Study: Black Newborns Have Better Odds If Cared For By Black Doctors
Minneapolis ( KROC AM News) - A recent study led by Minnesota researchers found Black newborns have a better chance at survival if cared for by Black doctors.
The University of Minnesota study included 1.8-million hospital births in Florida between 1992 and 2015. Records show Black newborns die at three times the rate of white newborns.
- According to the study:
- when Black newborns are cared for by Black physicians as opposed to white physicians, their in-hospital death rate is a third lower
- these effects manifest more strongly in more complicated cases and when hospitals deliver more Black newborns
- the size of this mortality rate reduction would correspond to preventing the in-hospital deaths of about 1,400 Black newborns nationally each year
“Our findings demonstrate that when newborns and the physicians treating them are of the same race, that newborn survival rate is significantly improved,” said study co-author Rachel Hardeman. “This study is the first piece of evidence that demonstrates the effect of physician-patient racial concordance on the Black-white mortality gap. As we seek to close persistent racial gaps in birth outcomes, this finding is incredibly important.”

## Prompt
Continue the news report on the study of Black newborns' survival under Black doctors' care, picking up after its final quote.

## Information supplied
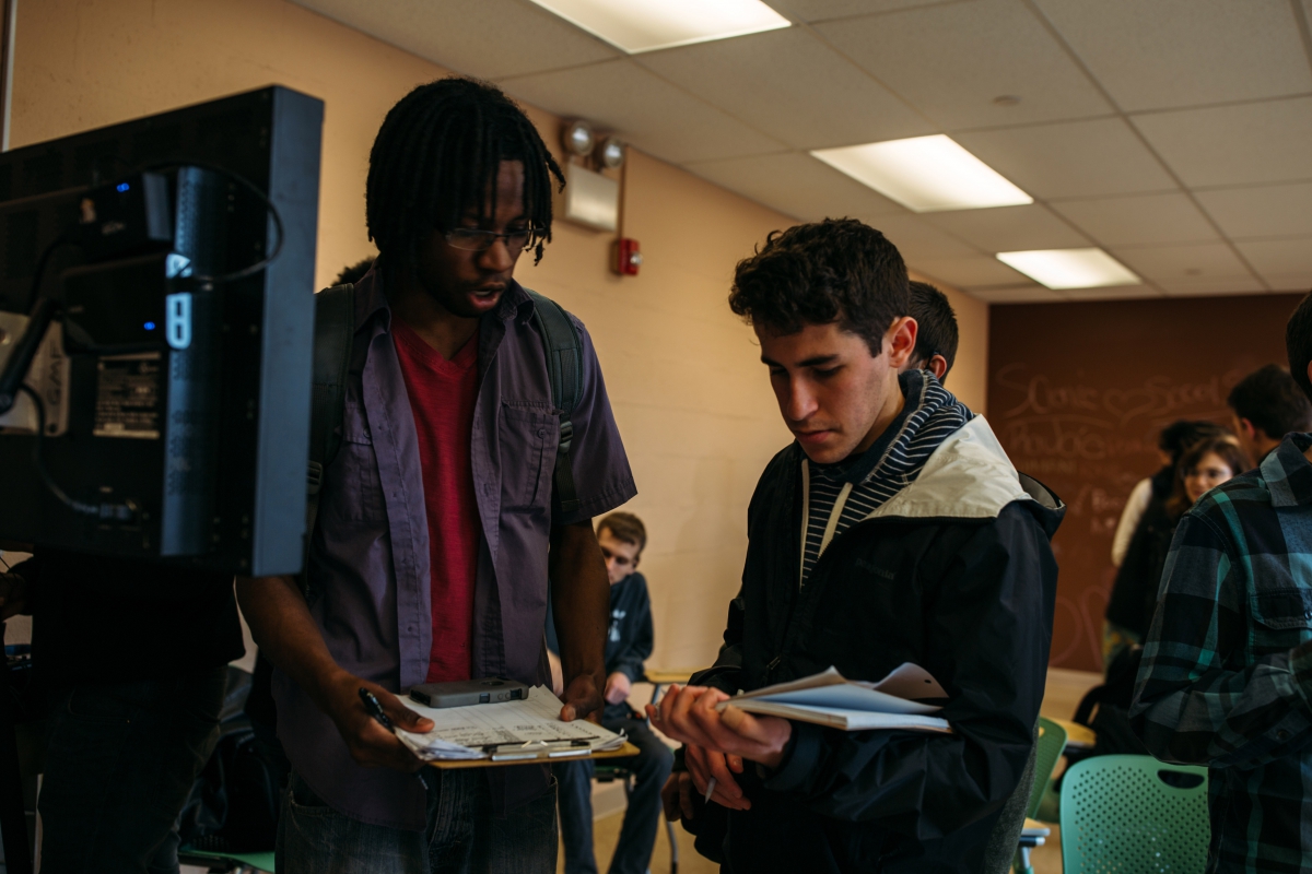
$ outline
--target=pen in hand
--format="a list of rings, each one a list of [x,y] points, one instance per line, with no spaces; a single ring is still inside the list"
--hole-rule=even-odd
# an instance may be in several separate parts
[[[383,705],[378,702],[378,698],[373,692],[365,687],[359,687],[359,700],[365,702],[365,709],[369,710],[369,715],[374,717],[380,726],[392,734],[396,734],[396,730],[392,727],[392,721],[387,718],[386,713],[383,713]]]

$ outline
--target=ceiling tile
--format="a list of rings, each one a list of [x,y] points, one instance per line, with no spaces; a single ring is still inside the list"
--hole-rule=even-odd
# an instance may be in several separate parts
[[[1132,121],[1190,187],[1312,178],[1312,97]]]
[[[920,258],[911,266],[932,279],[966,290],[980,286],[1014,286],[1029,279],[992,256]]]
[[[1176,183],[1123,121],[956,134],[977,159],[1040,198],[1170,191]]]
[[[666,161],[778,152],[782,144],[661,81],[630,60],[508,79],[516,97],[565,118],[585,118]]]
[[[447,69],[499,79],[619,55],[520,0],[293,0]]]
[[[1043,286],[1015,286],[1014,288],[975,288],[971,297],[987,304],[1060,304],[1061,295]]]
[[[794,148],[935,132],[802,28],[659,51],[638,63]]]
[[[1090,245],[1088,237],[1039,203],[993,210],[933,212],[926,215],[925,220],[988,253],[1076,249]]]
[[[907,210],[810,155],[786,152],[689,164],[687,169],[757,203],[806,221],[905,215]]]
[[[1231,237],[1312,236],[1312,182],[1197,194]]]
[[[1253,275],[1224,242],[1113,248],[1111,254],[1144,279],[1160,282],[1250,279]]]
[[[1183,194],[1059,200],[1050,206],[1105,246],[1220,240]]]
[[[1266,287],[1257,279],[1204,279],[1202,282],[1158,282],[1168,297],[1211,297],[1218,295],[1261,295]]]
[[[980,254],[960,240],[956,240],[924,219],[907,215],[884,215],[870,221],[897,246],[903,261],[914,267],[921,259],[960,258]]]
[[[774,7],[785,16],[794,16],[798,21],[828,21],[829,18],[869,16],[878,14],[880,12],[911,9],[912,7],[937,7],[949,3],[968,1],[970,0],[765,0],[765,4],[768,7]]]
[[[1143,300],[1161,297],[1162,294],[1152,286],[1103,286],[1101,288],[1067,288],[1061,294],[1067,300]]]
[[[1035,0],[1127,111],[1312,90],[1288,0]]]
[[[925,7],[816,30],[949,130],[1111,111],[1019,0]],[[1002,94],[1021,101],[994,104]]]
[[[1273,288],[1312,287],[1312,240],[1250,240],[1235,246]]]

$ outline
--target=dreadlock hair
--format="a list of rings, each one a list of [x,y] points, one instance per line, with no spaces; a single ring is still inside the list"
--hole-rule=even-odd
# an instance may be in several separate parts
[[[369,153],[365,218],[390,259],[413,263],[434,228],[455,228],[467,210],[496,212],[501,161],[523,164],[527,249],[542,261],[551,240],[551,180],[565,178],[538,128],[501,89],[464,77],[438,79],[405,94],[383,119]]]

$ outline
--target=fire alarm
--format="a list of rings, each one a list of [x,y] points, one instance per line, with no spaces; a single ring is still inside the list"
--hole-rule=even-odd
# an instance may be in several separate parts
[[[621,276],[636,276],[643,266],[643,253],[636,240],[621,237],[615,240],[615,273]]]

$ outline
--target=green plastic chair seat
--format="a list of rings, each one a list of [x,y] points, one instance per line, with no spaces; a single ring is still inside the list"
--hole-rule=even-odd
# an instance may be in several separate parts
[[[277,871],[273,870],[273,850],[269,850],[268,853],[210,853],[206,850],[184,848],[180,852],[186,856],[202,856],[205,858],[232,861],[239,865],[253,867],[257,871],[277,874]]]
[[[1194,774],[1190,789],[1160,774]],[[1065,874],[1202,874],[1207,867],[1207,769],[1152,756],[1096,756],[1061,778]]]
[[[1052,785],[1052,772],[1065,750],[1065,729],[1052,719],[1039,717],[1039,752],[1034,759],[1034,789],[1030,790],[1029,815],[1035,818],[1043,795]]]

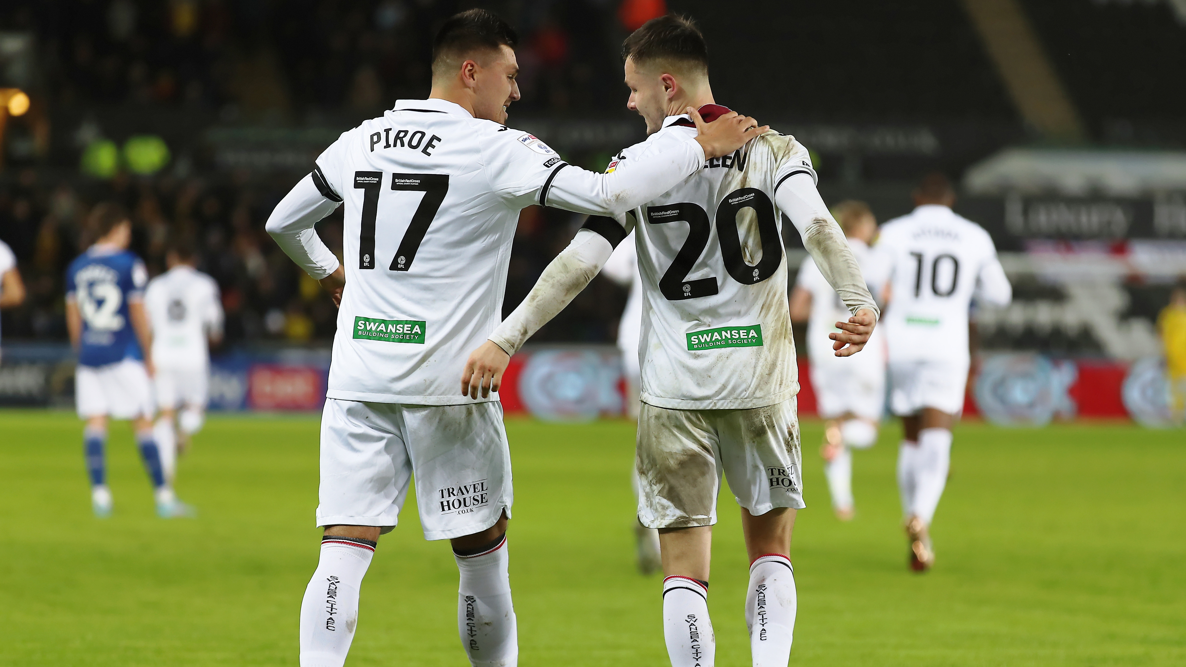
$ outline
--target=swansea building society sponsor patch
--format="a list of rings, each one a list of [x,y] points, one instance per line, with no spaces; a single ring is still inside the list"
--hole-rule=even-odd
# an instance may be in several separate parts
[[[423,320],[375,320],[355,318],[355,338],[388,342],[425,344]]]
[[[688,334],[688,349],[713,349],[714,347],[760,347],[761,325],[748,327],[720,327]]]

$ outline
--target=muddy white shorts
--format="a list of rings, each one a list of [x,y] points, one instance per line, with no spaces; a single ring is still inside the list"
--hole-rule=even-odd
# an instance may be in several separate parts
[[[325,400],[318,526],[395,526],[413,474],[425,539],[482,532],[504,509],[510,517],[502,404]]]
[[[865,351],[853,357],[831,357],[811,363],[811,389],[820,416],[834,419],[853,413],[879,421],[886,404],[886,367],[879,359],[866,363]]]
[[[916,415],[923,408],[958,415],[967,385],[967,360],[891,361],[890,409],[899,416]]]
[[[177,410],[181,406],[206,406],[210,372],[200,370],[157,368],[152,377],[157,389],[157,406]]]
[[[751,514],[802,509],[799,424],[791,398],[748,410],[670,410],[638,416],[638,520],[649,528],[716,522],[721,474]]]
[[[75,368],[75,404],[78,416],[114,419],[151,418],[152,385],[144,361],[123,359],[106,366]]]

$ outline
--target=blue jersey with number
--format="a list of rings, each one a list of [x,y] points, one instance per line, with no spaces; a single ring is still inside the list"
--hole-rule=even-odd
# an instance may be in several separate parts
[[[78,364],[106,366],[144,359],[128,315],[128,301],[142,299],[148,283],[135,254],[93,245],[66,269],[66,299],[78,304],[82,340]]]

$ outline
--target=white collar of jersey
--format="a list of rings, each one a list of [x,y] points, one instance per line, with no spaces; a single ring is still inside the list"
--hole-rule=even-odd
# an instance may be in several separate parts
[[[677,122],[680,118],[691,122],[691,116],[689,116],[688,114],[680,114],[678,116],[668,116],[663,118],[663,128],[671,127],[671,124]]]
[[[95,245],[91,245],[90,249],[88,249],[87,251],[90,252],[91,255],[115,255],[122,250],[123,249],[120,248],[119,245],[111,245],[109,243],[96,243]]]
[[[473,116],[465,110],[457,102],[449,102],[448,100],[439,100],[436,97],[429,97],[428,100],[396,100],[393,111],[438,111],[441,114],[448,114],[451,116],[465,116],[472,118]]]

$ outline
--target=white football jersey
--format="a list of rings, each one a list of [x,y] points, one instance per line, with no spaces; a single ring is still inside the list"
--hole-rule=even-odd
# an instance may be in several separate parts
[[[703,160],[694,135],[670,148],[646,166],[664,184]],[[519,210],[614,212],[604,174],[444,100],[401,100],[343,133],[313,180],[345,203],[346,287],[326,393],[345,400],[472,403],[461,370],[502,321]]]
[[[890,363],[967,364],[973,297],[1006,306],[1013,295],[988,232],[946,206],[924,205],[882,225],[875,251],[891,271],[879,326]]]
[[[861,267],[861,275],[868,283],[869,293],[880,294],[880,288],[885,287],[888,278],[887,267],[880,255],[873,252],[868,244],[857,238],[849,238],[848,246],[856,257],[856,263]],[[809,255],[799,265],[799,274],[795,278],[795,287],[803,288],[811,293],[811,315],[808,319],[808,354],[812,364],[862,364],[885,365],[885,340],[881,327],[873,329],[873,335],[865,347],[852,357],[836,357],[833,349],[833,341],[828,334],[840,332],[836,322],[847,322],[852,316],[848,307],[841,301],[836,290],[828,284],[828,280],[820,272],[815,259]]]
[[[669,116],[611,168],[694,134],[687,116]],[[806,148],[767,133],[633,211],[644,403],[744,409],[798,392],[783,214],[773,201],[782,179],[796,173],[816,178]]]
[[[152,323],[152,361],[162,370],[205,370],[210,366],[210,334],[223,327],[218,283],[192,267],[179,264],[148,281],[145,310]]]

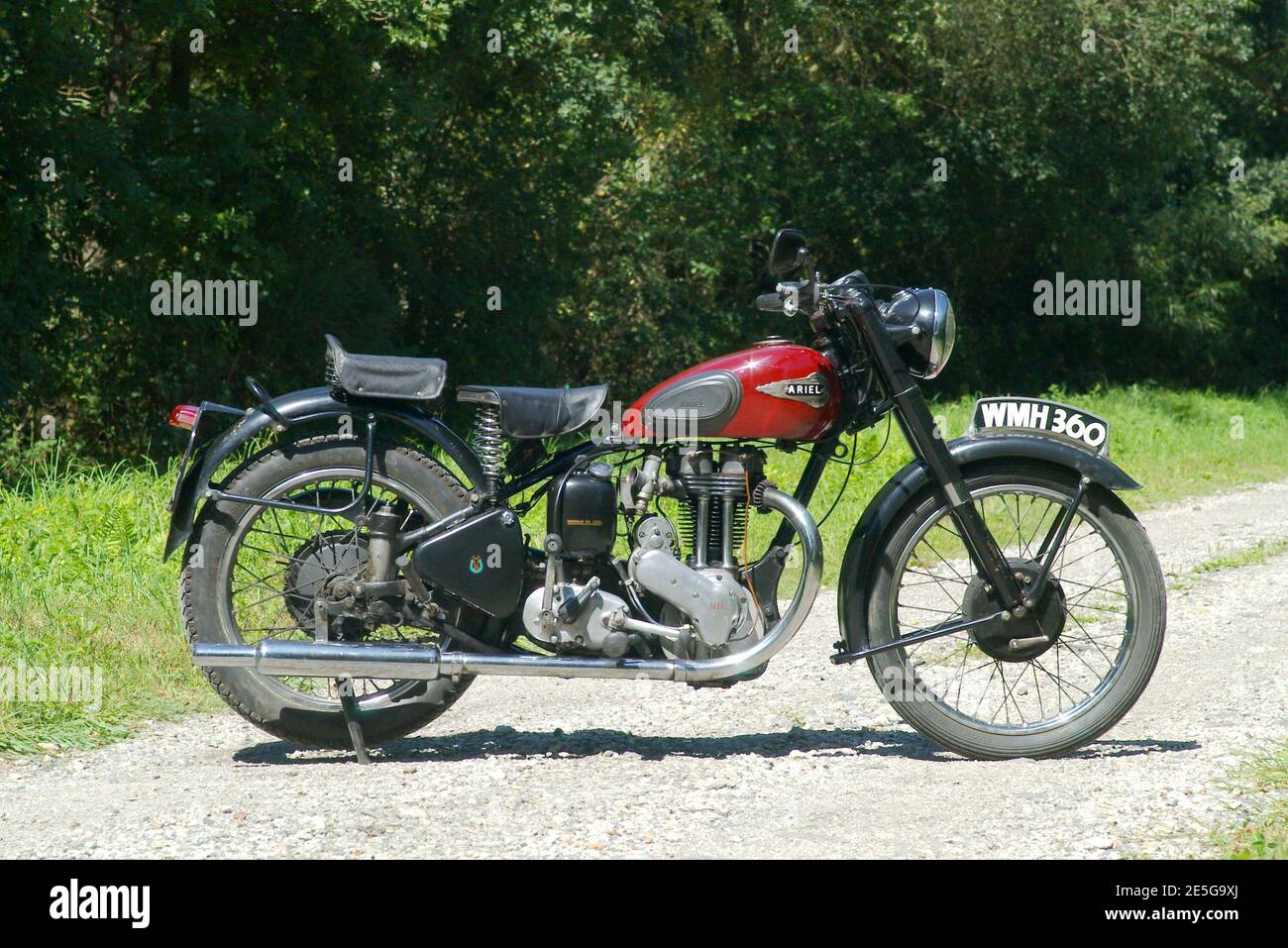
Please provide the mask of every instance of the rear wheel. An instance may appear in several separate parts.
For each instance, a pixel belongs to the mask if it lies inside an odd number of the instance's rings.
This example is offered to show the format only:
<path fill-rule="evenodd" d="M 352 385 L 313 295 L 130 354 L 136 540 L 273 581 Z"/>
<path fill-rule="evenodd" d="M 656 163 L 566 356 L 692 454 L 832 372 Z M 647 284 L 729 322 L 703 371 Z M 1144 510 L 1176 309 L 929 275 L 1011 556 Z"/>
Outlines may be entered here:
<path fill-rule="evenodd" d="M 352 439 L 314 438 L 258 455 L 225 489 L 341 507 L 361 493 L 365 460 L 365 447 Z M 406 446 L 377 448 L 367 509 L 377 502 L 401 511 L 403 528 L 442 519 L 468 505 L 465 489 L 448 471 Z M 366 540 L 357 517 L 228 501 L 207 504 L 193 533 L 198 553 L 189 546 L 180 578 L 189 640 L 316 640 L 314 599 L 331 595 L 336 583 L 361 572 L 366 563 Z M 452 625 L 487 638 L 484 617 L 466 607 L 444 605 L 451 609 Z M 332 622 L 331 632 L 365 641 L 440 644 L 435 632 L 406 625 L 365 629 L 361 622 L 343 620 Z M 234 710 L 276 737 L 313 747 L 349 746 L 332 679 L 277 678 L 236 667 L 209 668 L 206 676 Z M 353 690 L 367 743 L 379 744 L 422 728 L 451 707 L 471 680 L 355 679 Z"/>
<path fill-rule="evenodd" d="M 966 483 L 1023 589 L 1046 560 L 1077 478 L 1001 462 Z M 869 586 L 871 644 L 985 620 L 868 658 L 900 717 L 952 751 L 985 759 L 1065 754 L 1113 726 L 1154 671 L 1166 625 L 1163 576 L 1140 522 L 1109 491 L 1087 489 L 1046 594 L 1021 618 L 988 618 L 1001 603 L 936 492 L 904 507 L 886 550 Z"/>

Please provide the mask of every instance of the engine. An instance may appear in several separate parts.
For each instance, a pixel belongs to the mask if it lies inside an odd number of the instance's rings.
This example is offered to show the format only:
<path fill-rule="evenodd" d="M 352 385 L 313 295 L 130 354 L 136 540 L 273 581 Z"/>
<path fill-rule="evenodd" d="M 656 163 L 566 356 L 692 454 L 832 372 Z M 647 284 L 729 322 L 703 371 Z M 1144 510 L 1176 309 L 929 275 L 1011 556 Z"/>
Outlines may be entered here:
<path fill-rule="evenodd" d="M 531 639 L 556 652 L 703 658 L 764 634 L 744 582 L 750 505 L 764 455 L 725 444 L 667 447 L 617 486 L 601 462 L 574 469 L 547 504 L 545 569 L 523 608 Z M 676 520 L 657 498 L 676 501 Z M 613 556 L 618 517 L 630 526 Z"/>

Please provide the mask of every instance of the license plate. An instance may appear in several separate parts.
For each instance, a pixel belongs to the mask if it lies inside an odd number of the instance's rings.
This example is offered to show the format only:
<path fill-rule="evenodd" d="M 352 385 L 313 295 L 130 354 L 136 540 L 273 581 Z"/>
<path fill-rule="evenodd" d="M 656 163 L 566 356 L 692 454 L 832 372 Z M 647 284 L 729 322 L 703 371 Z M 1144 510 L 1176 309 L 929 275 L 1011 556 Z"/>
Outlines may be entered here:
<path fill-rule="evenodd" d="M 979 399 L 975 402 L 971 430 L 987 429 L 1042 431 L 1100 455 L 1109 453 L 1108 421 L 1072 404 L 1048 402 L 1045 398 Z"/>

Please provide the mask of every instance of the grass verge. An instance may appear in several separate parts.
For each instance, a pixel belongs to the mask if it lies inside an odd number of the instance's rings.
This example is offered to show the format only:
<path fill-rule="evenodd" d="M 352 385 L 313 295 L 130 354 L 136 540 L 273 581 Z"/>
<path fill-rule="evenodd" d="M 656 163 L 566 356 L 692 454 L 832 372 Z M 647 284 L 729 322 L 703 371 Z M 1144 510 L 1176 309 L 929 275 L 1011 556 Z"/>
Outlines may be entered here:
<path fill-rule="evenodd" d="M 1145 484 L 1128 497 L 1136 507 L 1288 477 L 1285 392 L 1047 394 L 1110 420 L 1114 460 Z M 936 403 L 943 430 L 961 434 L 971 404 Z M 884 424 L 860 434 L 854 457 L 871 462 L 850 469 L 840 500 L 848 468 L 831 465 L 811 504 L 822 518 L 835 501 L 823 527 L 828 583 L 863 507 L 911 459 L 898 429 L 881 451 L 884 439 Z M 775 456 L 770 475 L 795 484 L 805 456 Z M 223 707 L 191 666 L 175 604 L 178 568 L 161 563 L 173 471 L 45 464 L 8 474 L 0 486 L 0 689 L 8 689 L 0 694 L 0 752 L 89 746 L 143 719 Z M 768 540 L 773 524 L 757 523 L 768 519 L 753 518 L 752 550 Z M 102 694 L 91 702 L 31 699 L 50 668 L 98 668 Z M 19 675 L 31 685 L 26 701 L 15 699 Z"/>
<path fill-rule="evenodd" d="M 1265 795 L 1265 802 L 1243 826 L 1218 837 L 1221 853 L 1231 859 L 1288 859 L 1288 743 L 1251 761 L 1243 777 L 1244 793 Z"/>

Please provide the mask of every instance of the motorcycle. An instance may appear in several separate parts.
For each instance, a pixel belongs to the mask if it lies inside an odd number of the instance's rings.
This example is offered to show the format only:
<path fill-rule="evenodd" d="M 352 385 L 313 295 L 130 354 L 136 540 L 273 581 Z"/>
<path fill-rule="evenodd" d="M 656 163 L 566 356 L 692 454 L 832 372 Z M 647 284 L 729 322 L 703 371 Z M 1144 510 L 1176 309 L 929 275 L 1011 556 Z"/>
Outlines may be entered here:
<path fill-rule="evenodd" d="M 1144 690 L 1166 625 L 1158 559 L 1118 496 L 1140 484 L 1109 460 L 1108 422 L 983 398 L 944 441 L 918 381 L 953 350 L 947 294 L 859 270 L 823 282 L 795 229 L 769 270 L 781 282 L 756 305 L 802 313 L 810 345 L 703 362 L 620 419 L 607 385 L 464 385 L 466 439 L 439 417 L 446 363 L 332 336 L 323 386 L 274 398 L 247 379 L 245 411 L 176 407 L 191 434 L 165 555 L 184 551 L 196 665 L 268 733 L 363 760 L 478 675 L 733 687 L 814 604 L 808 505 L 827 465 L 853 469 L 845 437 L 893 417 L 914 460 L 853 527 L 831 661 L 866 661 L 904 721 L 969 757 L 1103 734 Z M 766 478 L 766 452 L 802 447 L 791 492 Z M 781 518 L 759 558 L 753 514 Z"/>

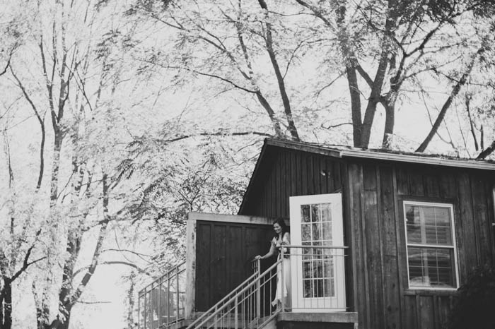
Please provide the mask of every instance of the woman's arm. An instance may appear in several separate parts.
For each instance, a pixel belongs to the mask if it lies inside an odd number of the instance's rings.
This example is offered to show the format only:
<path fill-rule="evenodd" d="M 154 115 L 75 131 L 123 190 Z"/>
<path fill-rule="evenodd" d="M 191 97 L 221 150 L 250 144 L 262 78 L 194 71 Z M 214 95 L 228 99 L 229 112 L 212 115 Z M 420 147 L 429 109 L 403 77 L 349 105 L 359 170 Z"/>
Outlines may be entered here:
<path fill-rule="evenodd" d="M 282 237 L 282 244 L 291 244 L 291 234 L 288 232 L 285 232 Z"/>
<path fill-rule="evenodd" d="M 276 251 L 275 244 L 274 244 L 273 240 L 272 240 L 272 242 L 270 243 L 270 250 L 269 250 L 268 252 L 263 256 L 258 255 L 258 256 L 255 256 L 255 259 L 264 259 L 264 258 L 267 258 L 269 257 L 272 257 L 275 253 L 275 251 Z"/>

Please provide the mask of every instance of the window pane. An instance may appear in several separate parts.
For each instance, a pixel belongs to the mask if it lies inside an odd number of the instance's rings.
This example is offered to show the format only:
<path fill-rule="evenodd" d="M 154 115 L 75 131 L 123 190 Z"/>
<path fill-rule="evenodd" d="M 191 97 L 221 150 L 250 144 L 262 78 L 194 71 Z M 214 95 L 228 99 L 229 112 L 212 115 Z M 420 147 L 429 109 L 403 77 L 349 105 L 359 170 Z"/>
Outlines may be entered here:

## Task response
Study co-author Aaron Sojourner adds, "This fact that Black newborns do so much better under the care of Black physicians warrants greater investigation by researchers and medical practitioners into drivers of differences between higher- and lower-performing physicians, and why Black physicians systemically outperform their colleagues when caring for Black newborns."
The university says “Given the persistent inequities in clinical care outcomes experienced by Black people, study authors say future research on this topic would serve to advance efforts to address racism in health care delivery and create a more diverse health care workforce.”